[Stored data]
━━━

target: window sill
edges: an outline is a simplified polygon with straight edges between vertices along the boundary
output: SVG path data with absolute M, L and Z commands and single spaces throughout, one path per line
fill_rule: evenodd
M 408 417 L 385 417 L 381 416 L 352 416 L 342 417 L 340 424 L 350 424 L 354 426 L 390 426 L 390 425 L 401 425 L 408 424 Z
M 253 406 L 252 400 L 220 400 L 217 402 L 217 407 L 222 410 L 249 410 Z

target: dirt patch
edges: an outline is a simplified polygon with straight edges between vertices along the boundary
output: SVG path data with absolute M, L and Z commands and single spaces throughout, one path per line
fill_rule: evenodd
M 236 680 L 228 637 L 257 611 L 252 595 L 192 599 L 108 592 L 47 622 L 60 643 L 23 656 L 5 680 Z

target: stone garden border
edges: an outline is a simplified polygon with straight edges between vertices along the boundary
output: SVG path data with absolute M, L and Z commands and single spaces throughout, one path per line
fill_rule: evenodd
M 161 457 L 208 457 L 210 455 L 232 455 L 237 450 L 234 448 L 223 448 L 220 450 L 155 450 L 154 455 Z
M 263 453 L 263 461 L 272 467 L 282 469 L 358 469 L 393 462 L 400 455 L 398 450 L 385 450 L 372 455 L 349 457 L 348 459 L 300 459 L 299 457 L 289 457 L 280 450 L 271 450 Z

━━━

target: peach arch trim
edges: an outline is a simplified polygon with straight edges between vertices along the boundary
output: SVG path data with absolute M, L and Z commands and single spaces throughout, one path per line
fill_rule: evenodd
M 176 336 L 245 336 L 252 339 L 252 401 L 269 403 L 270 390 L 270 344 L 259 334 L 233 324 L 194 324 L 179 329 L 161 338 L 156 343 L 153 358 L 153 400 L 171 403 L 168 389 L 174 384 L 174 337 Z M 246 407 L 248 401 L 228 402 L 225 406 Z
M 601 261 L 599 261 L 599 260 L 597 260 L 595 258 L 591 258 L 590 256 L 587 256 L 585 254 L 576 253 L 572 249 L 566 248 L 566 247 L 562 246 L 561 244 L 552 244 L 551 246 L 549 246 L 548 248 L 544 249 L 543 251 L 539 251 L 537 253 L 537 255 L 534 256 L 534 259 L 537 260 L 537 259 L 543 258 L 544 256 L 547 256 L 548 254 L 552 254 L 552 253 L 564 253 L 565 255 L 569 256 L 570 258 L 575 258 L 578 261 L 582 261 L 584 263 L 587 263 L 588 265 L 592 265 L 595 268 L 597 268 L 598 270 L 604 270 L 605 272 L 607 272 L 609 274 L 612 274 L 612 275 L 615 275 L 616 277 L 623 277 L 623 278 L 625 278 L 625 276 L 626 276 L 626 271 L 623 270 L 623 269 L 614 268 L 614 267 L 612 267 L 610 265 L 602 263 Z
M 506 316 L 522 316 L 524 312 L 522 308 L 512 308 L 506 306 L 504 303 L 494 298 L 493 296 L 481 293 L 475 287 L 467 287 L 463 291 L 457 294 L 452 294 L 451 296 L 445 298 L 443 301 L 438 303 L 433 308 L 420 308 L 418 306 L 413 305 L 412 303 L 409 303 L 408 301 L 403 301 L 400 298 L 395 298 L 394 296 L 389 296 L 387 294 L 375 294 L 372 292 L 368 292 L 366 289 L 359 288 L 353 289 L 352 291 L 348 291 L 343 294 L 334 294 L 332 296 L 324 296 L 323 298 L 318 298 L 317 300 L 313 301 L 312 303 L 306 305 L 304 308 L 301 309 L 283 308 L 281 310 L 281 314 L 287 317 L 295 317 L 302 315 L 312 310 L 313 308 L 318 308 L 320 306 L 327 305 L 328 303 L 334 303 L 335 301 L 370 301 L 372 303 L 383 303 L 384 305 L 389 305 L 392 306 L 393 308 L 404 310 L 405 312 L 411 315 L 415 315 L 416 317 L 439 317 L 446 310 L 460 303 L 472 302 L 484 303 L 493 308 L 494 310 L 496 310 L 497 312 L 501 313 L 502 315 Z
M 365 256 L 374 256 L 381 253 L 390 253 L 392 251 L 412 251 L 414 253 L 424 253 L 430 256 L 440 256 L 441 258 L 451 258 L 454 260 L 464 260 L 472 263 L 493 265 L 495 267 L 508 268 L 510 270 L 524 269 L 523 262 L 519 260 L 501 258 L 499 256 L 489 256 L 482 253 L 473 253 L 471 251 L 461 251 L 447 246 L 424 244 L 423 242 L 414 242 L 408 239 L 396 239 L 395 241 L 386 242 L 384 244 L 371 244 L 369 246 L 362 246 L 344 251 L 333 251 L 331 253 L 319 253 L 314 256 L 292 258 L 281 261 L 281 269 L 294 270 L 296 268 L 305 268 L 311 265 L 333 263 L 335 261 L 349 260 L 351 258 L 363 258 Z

━━━

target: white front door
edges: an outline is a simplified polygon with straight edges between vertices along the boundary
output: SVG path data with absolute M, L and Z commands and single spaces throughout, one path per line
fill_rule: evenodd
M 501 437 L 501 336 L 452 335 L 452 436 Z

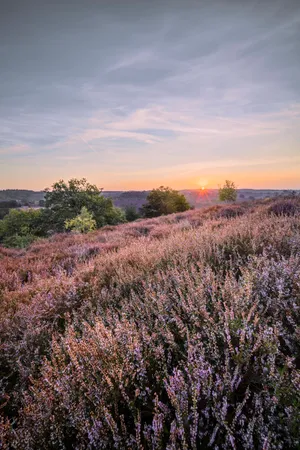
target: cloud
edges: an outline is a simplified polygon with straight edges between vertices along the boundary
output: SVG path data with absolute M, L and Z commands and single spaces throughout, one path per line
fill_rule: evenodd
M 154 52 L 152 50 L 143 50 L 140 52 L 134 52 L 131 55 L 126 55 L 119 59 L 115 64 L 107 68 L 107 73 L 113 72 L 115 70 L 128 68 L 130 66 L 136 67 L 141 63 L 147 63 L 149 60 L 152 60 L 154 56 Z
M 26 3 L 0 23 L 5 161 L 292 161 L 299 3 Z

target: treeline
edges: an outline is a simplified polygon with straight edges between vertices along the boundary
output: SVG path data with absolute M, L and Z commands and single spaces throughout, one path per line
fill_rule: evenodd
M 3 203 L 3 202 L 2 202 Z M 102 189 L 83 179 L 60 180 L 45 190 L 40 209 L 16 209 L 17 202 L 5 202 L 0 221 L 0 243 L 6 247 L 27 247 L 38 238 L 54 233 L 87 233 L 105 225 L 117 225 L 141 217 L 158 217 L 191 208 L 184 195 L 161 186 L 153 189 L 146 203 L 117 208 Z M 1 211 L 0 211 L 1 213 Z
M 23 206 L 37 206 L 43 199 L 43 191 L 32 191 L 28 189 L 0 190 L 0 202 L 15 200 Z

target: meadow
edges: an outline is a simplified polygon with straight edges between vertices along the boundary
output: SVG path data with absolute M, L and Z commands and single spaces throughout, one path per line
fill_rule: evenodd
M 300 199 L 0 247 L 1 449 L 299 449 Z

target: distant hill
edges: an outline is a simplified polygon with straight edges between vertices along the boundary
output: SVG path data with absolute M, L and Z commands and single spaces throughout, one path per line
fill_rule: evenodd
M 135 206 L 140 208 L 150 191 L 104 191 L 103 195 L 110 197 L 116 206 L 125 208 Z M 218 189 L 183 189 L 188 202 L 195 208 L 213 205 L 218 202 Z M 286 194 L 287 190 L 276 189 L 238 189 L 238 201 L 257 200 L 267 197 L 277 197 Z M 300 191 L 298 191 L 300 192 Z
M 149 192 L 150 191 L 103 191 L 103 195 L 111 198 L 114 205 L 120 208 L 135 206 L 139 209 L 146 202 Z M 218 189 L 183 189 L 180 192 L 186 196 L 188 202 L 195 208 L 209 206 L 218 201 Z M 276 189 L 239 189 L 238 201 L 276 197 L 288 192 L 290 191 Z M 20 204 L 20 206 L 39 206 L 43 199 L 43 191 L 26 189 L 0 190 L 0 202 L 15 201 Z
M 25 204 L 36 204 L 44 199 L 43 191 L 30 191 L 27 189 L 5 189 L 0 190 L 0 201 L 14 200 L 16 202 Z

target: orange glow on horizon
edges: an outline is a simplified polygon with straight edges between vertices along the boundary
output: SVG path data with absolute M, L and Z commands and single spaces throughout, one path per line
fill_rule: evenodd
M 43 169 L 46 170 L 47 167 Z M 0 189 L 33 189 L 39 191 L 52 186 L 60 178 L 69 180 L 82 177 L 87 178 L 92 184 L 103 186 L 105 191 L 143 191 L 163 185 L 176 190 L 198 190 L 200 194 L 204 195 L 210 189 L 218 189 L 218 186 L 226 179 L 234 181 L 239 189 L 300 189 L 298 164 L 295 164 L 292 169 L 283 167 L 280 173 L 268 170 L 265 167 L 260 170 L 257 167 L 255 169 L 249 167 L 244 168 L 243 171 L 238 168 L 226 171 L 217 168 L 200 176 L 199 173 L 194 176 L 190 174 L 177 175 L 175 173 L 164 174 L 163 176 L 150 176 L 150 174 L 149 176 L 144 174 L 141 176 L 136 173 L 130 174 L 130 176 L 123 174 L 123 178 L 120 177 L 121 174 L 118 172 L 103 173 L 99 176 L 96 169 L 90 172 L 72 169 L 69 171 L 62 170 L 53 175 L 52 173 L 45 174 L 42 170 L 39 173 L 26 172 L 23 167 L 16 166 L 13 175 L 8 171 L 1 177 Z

━━━

INSTRUCTIONS FOR THE TASK
A line qualifies when it holds the word "target"; report all qualifying lines from the records above.

EXERCISE SOLUTION
target: window sill
target: dirt patch
target: stone garden border
target: peach arch trim
target: white front door
target: cloud
target: treeline
target: meadow
target: distant hill
target: orange glow on horizon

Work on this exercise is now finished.